=== REQUEST ===
Return each line of the material that contains the word "pixel", matching case exactly.

=== ENTRIES ===
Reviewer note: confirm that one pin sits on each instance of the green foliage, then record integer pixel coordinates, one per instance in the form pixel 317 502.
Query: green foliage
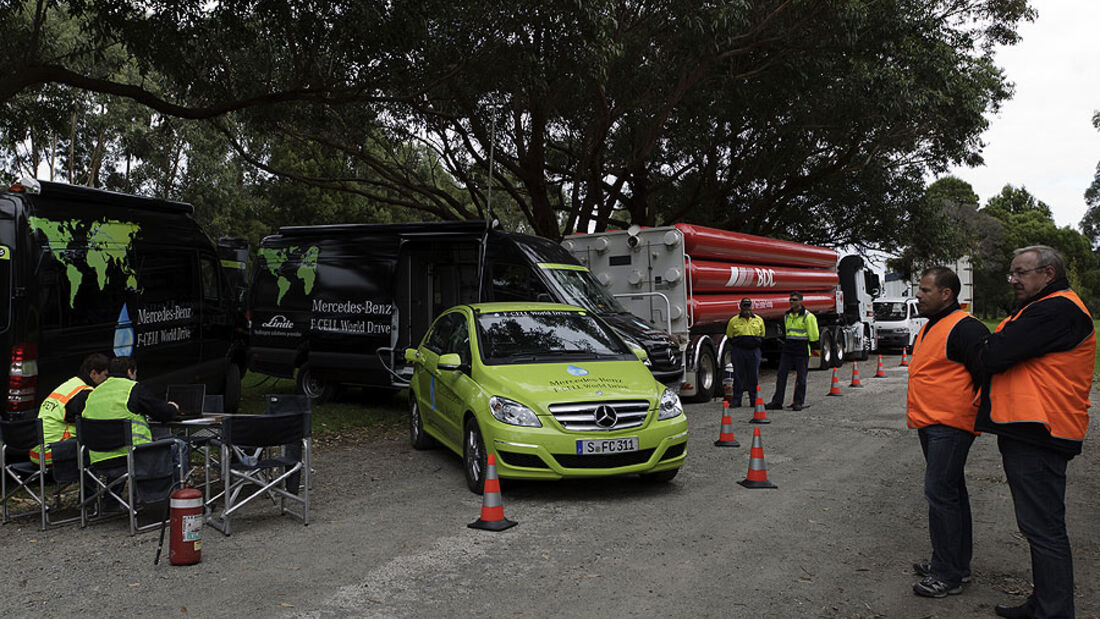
pixel 815 121
pixel 1027 221
pixel 946 225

=== FULL SOLUTION ===
Reviewer note: confirm that one pin sits on each instance of the green foliage, then record integer pixel coordinates, one per instance in the form pixel 317 502.
pixel 815 121
pixel 1027 221
pixel 946 225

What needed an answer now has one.